Instructions for the task ▸ Keep to one stretch of the data below, the lines from the one with "point: vertical stabilizer" up to and including the one with "point: yellow text 'ok-ng'", and return that stretch exactly.

===

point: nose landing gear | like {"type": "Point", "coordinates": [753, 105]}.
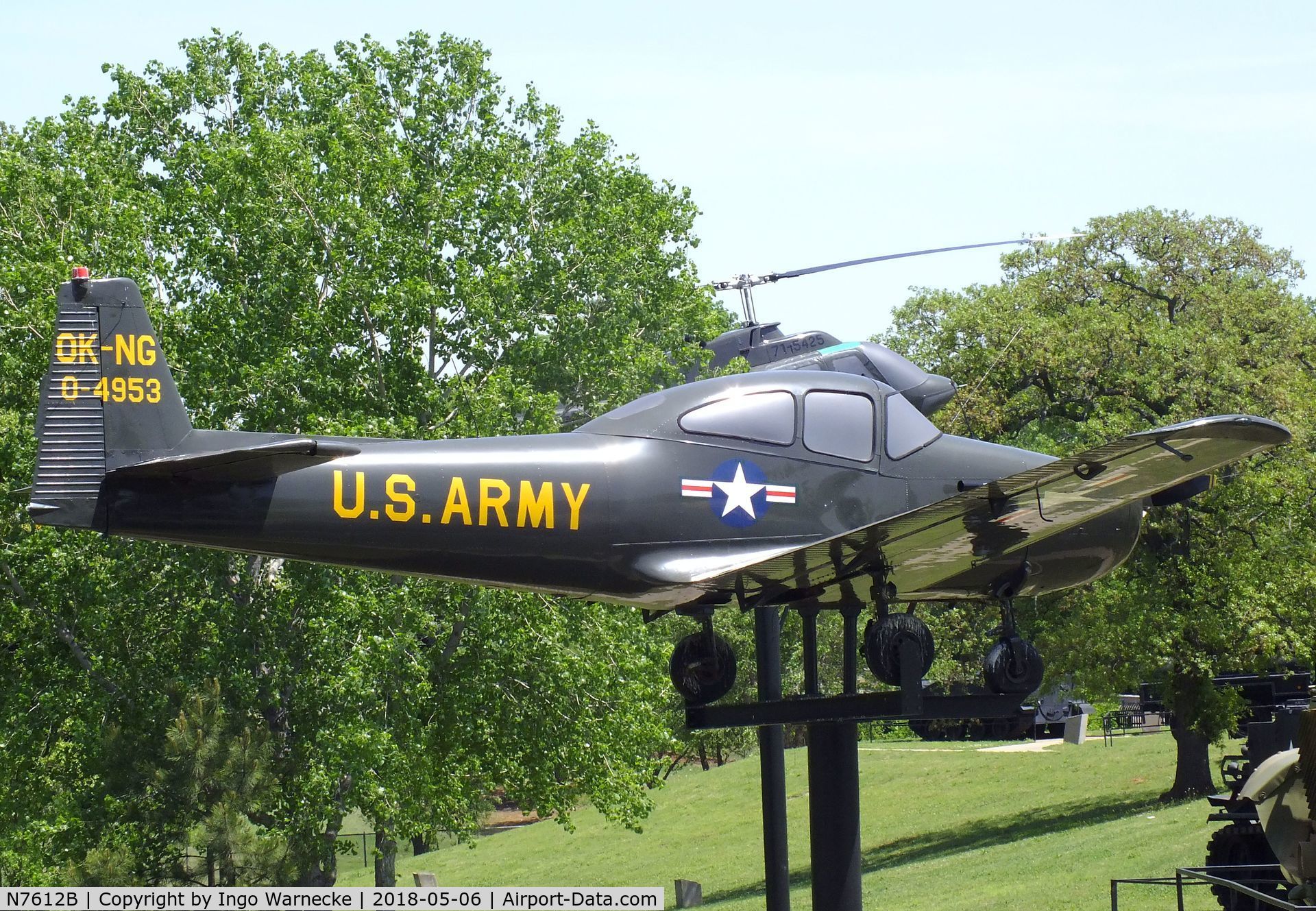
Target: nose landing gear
{"type": "Point", "coordinates": [703, 666]}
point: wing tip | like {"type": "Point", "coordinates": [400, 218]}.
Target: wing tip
{"type": "Point", "coordinates": [1241, 427]}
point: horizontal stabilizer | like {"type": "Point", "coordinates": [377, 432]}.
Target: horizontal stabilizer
{"type": "Point", "coordinates": [237, 465]}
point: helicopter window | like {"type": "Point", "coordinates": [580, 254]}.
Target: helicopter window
{"type": "Point", "coordinates": [907, 430]}
{"type": "Point", "coordinates": [839, 424]}
{"type": "Point", "coordinates": [758, 416]}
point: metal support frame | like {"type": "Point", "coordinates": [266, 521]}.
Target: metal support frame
{"type": "Point", "coordinates": [833, 749]}
{"type": "Point", "coordinates": [772, 757]}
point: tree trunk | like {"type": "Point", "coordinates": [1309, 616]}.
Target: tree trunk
{"type": "Point", "coordinates": [386, 856]}
{"type": "Point", "coordinates": [1193, 757]}
{"type": "Point", "coordinates": [324, 871]}
{"type": "Point", "coordinates": [1191, 766]}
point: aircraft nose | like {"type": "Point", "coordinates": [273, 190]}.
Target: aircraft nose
{"type": "Point", "coordinates": [932, 393]}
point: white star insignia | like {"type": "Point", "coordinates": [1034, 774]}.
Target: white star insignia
{"type": "Point", "coordinates": [739, 493]}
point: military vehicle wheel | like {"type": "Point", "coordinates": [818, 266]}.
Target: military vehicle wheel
{"type": "Point", "coordinates": [1012, 666]}
{"type": "Point", "coordinates": [1241, 845]}
{"type": "Point", "coordinates": [703, 668]}
{"type": "Point", "coordinates": [882, 646]}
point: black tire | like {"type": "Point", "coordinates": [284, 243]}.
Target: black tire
{"type": "Point", "coordinates": [1241, 845]}
{"type": "Point", "coordinates": [882, 646]}
{"type": "Point", "coordinates": [699, 675]}
{"type": "Point", "coordinates": [1012, 666]}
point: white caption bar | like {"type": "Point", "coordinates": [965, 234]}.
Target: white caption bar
{"type": "Point", "coordinates": [482, 898]}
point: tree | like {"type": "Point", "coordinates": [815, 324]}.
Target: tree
{"type": "Point", "coordinates": [377, 244]}
{"type": "Point", "coordinates": [1148, 319]}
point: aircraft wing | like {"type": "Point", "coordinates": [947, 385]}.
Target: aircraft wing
{"type": "Point", "coordinates": [994, 520]}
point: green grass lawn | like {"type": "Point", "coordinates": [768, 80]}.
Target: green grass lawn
{"type": "Point", "coordinates": [947, 828]}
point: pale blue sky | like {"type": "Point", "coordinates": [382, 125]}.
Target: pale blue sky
{"type": "Point", "coordinates": [819, 132]}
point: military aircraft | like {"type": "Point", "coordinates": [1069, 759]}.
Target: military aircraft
{"type": "Point", "coordinates": [757, 491]}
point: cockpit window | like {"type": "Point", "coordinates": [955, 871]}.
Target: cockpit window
{"type": "Point", "coordinates": [907, 430]}
{"type": "Point", "coordinates": [839, 424]}
{"type": "Point", "coordinates": [758, 416]}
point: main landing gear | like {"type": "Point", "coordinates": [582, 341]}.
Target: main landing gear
{"type": "Point", "coordinates": [882, 642]}
{"type": "Point", "coordinates": [1012, 665]}
{"type": "Point", "coordinates": [703, 665]}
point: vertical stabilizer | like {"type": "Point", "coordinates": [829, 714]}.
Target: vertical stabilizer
{"type": "Point", "coordinates": [107, 400]}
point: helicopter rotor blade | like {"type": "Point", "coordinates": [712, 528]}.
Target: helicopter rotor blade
{"type": "Point", "coordinates": [795, 273]}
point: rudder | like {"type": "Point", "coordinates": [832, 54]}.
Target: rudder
{"type": "Point", "coordinates": [107, 400]}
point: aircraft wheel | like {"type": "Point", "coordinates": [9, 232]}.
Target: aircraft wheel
{"type": "Point", "coordinates": [1241, 845]}
{"type": "Point", "coordinates": [882, 646]}
{"type": "Point", "coordinates": [702, 668]}
{"type": "Point", "coordinates": [1012, 666]}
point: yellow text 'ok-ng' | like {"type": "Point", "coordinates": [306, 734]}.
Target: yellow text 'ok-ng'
{"type": "Point", "coordinates": [490, 502]}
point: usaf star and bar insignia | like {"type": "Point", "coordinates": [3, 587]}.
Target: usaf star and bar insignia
{"type": "Point", "coordinates": [739, 491]}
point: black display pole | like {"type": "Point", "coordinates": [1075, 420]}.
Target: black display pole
{"type": "Point", "coordinates": [835, 797]}
{"type": "Point", "coordinates": [772, 756]}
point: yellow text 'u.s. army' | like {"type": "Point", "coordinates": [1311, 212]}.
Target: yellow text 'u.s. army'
{"type": "Point", "coordinates": [490, 502]}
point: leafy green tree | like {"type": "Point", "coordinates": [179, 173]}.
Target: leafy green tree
{"type": "Point", "coordinates": [1148, 319]}
{"type": "Point", "coordinates": [382, 243]}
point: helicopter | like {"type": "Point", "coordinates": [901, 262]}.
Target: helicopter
{"type": "Point", "coordinates": [755, 491]}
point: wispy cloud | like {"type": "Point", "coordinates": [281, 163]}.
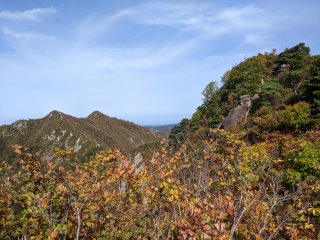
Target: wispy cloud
{"type": "Point", "coordinates": [27, 15]}
{"type": "Point", "coordinates": [26, 36]}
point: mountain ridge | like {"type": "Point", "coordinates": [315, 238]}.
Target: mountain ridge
{"type": "Point", "coordinates": [83, 136]}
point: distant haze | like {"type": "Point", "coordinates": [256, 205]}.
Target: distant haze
{"type": "Point", "coordinates": [143, 61]}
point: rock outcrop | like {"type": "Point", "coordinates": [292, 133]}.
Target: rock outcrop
{"type": "Point", "coordinates": [239, 114]}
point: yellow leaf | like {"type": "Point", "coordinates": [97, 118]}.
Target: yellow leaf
{"type": "Point", "coordinates": [54, 234]}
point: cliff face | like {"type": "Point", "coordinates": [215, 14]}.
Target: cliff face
{"type": "Point", "coordinates": [239, 114]}
{"type": "Point", "coordinates": [83, 136]}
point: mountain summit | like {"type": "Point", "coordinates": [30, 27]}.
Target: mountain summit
{"type": "Point", "coordinates": [83, 136]}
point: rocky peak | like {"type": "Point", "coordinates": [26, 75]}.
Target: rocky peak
{"type": "Point", "coordinates": [239, 114]}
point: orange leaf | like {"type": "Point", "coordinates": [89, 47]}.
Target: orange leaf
{"type": "Point", "coordinates": [54, 234]}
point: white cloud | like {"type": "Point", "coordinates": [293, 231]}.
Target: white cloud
{"type": "Point", "coordinates": [146, 58]}
{"type": "Point", "coordinates": [26, 36]}
{"type": "Point", "coordinates": [200, 17]}
{"type": "Point", "coordinates": [29, 15]}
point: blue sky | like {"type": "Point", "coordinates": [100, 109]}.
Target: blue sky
{"type": "Point", "coordinates": [144, 61]}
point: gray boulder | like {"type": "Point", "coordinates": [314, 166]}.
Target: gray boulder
{"type": "Point", "coordinates": [239, 114]}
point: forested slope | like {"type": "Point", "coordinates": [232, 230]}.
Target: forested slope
{"type": "Point", "coordinates": [257, 177]}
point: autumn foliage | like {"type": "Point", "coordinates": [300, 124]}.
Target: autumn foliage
{"type": "Point", "coordinates": [224, 188]}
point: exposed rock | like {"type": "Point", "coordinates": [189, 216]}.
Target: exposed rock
{"type": "Point", "coordinates": [20, 125]}
{"type": "Point", "coordinates": [239, 114]}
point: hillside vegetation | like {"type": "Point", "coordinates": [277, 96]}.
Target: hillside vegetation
{"type": "Point", "coordinates": [83, 136]}
{"type": "Point", "coordinates": [248, 170]}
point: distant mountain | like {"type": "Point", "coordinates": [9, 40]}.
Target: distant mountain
{"type": "Point", "coordinates": [84, 136]}
{"type": "Point", "coordinates": [164, 129]}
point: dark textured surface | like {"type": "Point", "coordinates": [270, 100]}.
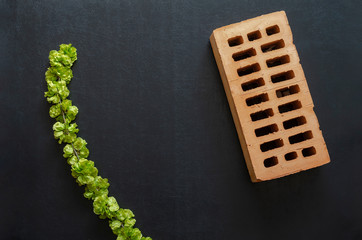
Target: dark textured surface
{"type": "Point", "coordinates": [155, 115]}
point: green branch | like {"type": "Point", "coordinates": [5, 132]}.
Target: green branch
{"type": "Point", "coordinates": [58, 76]}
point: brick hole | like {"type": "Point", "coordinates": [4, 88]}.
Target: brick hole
{"type": "Point", "coordinates": [290, 156]}
{"type": "Point", "coordinates": [244, 54]}
{"type": "Point", "coordinates": [235, 41]}
{"type": "Point", "coordinates": [254, 35]}
{"type": "Point", "coordinates": [257, 99]}
{"type": "Point", "coordinates": [281, 77]}
{"type": "Point", "coordinates": [248, 69]}
{"type": "Point", "coordinates": [290, 106]}
{"type": "Point", "coordinates": [269, 162]}
{"type": "Point", "coordinates": [287, 91]}
{"type": "Point", "coordinates": [272, 30]}
{"type": "Point", "coordinates": [266, 130]}
{"type": "Point", "coordinates": [278, 61]}
{"type": "Point", "coordinates": [309, 151]}
{"type": "Point", "coordinates": [300, 137]}
{"type": "Point", "coordinates": [262, 114]}
{"type": "Point", "coordinates": [267, 146]}
{"type": "Point", "coordinates": [294, 122]}
{"type": "Point", "coordinates": [253, 84]}
{"type": "Point", "coordinates": [272, 46]}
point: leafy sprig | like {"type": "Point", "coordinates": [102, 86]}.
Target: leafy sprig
{"type": "Point", "coordinates": [58, 76]}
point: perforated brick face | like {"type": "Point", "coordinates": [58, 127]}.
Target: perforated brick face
{"type": "Point", "coordinates": [269, 97]}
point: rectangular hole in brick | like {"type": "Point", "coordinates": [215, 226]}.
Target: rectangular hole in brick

===

Completed task ▸
point: vertical stabilizer | like {"type": "Point", "coordinates": [829, 714]}.
Target: vertical stabilizer
{"type": "Point", "coordinates": [107, 400]}
point: helicopter rotor blade | like {"type": "Point", "coordinates": [712, 528]}.
Target: helicopter rotor blade
{"type": "Point", "coordinates": [795, 273]}
point: rudder | like {"type": "Point", "coordinates": [832, 54]}.
Target: rudder
{"type": "Point", "coordinates": [107, 400]}
point: aircraft wheel | like {"type": "Point", "coordinates": [9, 232]}.
Target: aircraft wheel
{"type": "Point", "coordinates": [1241, 845]}
{"type": "Point", "coordinates": [882, 646]}
{"type": "Point", "coordinates": [702, 668]}
{"type": "Point", "coordinates": [1012, 666]}
point: yellow text 'ok-ng' | like {"type": "Point", "coordinates": [306, 734]}.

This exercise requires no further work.